Set the listing down unchanged, minus every embedded image.

(Pointing records)
(begin)

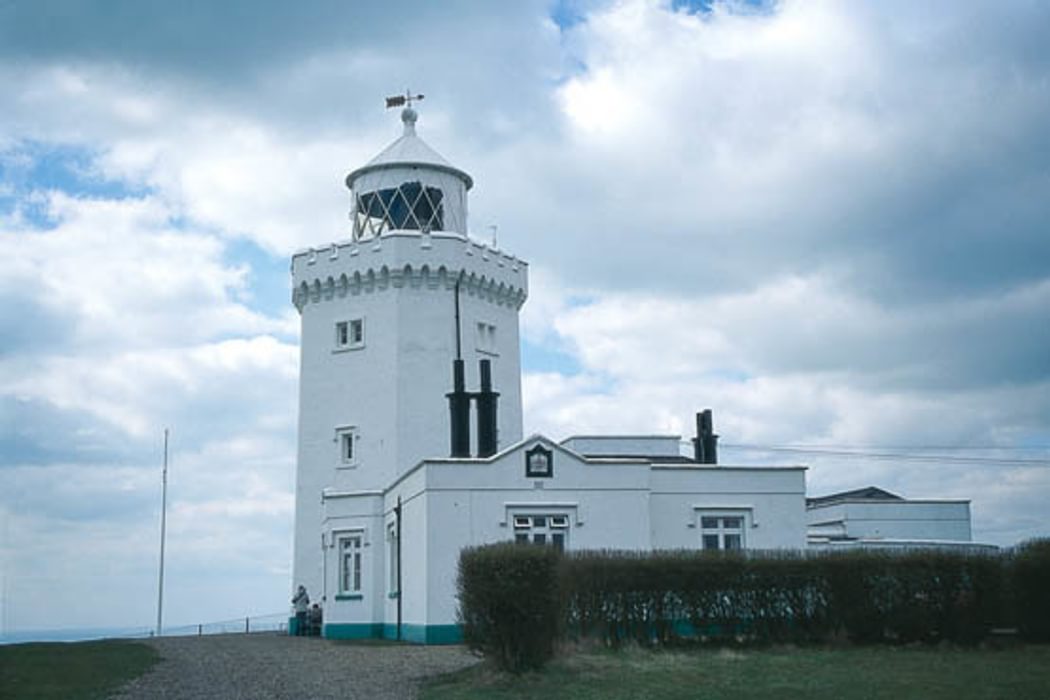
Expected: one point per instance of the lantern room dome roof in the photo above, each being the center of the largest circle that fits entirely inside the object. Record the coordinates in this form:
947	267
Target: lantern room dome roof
408	151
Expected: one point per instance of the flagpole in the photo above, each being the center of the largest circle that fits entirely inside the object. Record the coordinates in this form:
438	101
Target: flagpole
164	517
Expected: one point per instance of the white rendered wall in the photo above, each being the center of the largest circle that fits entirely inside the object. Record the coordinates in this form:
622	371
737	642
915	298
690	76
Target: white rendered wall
771	499
896	520
393	389
611	505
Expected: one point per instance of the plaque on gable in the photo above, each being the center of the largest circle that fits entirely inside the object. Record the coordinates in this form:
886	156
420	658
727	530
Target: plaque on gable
539	463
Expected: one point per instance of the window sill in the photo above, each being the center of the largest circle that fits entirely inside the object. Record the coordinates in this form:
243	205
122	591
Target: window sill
349	596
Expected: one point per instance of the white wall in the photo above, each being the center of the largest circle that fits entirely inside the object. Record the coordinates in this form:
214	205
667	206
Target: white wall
393	389
895	520
611	505
772	500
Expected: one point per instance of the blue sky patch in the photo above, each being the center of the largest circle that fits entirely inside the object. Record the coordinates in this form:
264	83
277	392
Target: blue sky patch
269	279
547	358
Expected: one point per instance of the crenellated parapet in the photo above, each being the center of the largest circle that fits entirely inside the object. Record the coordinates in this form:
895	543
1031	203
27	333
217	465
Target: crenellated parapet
408	258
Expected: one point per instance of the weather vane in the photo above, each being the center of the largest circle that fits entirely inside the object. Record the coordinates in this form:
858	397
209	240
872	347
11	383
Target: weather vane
401	100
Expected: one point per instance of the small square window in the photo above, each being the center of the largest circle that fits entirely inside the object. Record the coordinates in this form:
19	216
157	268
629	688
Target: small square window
559	522
722	531
347	442
486	338
350	334
548	529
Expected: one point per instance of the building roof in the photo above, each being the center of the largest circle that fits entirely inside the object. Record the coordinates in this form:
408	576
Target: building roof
866	493
412	151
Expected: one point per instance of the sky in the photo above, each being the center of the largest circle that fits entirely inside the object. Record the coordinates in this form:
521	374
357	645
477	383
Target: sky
825	220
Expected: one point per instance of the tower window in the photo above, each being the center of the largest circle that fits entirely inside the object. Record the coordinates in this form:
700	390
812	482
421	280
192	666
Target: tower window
350	335
486	338
394	553
350	565
345	439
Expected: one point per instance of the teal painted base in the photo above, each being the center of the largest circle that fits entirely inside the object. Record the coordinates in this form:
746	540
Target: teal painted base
416	634
353	631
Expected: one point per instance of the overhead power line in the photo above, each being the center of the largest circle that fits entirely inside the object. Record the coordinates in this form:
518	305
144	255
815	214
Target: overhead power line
891	455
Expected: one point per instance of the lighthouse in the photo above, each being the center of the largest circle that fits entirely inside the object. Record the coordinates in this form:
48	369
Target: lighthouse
411	444
410	339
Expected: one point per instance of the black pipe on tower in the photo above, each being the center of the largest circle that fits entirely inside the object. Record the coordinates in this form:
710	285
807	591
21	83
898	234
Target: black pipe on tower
459	412
706	442
487	408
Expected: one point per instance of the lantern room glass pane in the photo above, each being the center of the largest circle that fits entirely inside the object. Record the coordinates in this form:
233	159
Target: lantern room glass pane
410	206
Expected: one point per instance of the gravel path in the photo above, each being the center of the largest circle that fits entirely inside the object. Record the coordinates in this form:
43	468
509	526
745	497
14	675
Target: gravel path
274	666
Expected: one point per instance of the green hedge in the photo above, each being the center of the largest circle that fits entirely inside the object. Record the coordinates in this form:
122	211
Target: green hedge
509	603
516	601
665	597
1030	578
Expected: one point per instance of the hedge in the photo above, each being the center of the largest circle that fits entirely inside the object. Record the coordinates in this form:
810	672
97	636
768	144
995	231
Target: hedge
517	601
1030	578
509	606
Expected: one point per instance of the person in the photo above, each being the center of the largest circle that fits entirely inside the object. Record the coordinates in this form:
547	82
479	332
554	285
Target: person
301	602
315	620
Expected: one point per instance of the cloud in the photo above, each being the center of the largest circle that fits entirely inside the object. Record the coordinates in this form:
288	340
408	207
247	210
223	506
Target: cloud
823	220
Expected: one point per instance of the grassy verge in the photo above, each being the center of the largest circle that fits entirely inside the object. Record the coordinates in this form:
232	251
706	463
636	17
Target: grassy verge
79	671
865	673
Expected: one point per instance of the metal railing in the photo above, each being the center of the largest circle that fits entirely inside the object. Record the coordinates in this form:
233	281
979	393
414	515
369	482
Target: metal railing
249	624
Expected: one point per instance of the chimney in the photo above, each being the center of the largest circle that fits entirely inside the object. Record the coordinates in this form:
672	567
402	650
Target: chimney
459	412
706	442
487	405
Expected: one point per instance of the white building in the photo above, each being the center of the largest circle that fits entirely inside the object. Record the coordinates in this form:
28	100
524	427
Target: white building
875	518
411	443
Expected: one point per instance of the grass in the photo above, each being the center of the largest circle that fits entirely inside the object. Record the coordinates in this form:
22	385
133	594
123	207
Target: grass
77	671
865	673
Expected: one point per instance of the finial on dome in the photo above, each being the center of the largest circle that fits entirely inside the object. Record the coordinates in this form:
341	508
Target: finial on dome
408	114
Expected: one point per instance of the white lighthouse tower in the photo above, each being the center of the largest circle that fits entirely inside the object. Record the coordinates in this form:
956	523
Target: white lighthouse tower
410	343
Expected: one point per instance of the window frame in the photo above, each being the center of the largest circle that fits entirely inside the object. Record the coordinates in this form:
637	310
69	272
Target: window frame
485	338
393	554
720	530
347	435
354	575
552	531
349	334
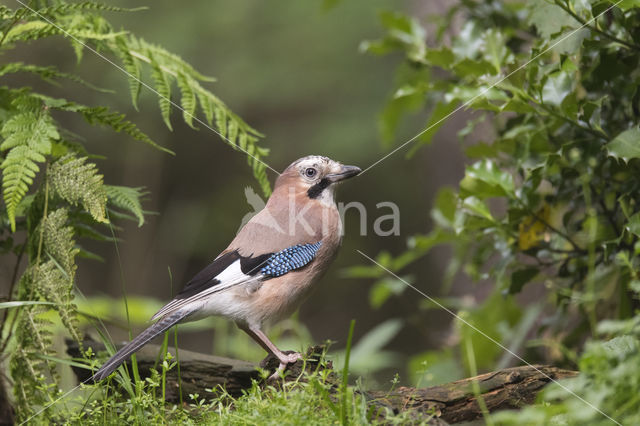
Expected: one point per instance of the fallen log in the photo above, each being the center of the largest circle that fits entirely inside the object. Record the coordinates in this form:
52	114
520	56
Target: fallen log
454	402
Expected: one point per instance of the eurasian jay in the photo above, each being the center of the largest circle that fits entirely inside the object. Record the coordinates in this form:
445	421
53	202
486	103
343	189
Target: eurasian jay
270	266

(end)

**WRITTEN SOLUTION**.
Expected: one point per instance of the lantern room dome roof in the photo above, each being the center of the largest circle that fits entirely inside the object. Record the coordinates in this form:
947	267
Target: lantern room dome roof
408	151
Expected: one point per instance of the flagpole in the photo above, each being the center of the largest circle that fits entirely inside the object. Record the coordinates in this form:
438	101
Target: flagpole
164	517
Expected: one point per instance of the white rendered wall in the photo above, each being the center of the largest circle that fits entirely inside the object. Record the coordinates in this form:
622	371
737	642
915	298
690	76
Target: white rendered wall
771	499
896	520
393	389
611	505
Expected: one point per instance of the plaque on gable in the photo above, each being the center of the largest circle that fits entirely inside the object. Record the coordinates in this form:
886	156
420	658
727	530
Target: plaque on gable
539	463
Expected: one point per instance of the window sill in the photo above, each being the center of the largest circle that fits entirely inside the object. Record the coordinates in this form:
243	205
122	591
Target: window sill
349	596
Expected: one point per instance of the white wall in the photo above, each being the center of the largest circle that fits entirely inside the object. Record the coordinates in this form:
214	205
667	206
Target: white wall
393	389
895	520
611	505
772	500
Expected: one point per instance of the blue sky patch in the photo above, each being the center of the largest circle that fits entirely inside the object. Record the coordinates in this form:
264	83
277	392
Target: blue sky patch
269	279
547	358
Expected: one point per instance of the crenellated parapet in the photo above, each being the center of the largest circle that fits entirely inside the object. Record the coordinates in this form:
895	543
1031	203
27	333
217	465
Target: crenellated parapet
408	258
Expected: one point per instance of the weather vane in the photo above, each being the center of the largest circle that fits entirely inside the object. Record the coordinates in this form:
858	397
209	240
872	347
11	383
Target: weather vane
401	100
Expected: one point per instance of the small square window in the photo above, each being the center of the largest circle that fits entirely inside the object. Record the coordinates in this form:
19	216
157	268
629	688
Target: small square window
559	522
722	531
347	442
486	338
350	334
548	529
Expected: one point per instance of the building roof in the photo above, each being the center of the largest circle that fits entirely inside the object. Record the coordinates in this form:
408	576
Target: building roof
866	493
412	151
Expected: one point per instance of the sky in the photo above, each being the center of the largest circle that fits entirely inside the object. Record the coordinates in this form:
521	374
357	645
477	383
Target: sky
825	220
Expected: one point per instance of the tower window in the photo above, each being the center of the largest circle that fits entirely inside the object. Record the coordinates in this form:
700	390
812	482
421	280
192	666
Target: tower window
350	335
486	338
394	553
350	565
345	439
Expected: one point per instance of the teal painted base in the photo above, each being the center of the largest circle that fits entirely inside the object. Record the coordinates in this form:
746	540
Target: teal painted base
416	634
353	631
Expected: one point per instance of the overhead power line in the photo above, each being the center of the largest circle that fits entirely inside the object. Record the coordinates in this form:
518	305
144	255
815	214
Target: overhead power line
891	455
Expected: one point per instance of the lighthouse in the photo above, each being the center of the largest circle that fits entirely inside the object. Record the coordinates in this form:
48	369
Target: lighthouse
411	444
410	339
Expected: one point per instance of the black pipe on tower in the photo above, each being the center of the largest circle that fits entirely inside the object. Record the coordinates in this form:
710	285
807	591
21	83
898	234
Target: black pipe on tower
459	412
706	442
487	408
Expected: one point per instance of the lantern room glass pane in the photo above, each being the center of the largest circle that fits entirely inside the object. Record the coordinates in this form:
233	159
Target: lantern room glass pane
410	206
Expected: one point per instance of the gravel path in the photo above, each being the center of the largest circle that fits entirely inside the object. Record the coordinates in this form:
43	468
509	526
745	497
14	675
Target: gravel path
274	666
Expected: one point per instance of the green hedge in the photo above, each being the center of the largest circle that fits entirely inside the object. Record the coordinates in this form:
122	211
Target: green hedge
509	603
516	601
665	597
1030	578
Expected: one point per instance of the hedge in the photo above, each being the center of the largest circle that fits entirely inside the object. Record the coordinates in this form:
810	672
97	636
768	144
995	231
Target: hedge
517	601
1030	578
509	606
Expected: one point per instance of the person in the photo above, each being the center of the largest circle that fits entirely inside the object. Record the coordinates in this form:
547	82
479	332
554	285
Target: person
301	602
315	620
Expected: one point per instance of the cloud in the photo above, each being the center of the largest circle that fits entirely inside the object. Record the coordinates in this form:
288	340
408	207
247	210
223	506
Target: cloud
823	220
Expected: one point per instance of the grassy verge in the photo above, each being the center of the largest circle that fits entirely inside the object. Record the coordinates in this form:
232	251
706	463
636	17
Target: grassy verge
79	671
865	673
Expected: one point per instance of the metal railing in the photo above, each being the center of the largest circle that fits entirely inside the object. Record the coordinates in this form:
233	281
979	393
414	515
369	482
Target: metal railing
249	624
Expected: one point per instance of the chimney in the photo above, each being the center of the largest circle that fits entirely inside the object. Record the coordinates in this form:
672	567
402	650
Target: chimney
459	412
706	442
487	405
Expected: one point per instance of the white building in the photo above, each being the center of the largest circle that fits entirely inside the object. Record the coordinates in this form:
28	100
524	427
Target: white building
875	518
411	443
Expected: one point per instance of the grass in the photo above, each being the center of the largest circle that fits entirely inside the object. Record the coordinates in this form:
22	385
133	594
123	207
Target: grass
77	671
865	673
Expected: one point per instance of the finial on dome in the photo above, each being the center of the largest circle that fits entirely inside the object. Record the coordinates in this form:
341	508
Target: finial on dome
408	114
Expected: one point per instance of the white lighthouse tower in the photo above, each being the center of the largest circle that fits entirely inside the object. Record the coordinates in this form:
956	523
Target: white lighthouse tower
410	343
Expected: one point per instance of the window frame in the photo above, each being the center of the largest circle that fits entirely inside the object. Record the coordinates in this form:
637	310
69	272
Target: window frame
485	338
393	554
720	530
347	435
354	575
552	531
349	334
Expected: one point per instance of the fallen log in the photo above, each being the center of the largest circle that fits entirely inside the object. Record the coordinates in this form:
52	114
520	56
Target: fallen log
454	402
Expected: one point per instance of the eurasian jay in the photo above, each being the center of the largest circle that fits entirely inside the object. Record the coordinates in this form:
445	421
53	202
486	103
343	189
Target: eurasian jay
270	266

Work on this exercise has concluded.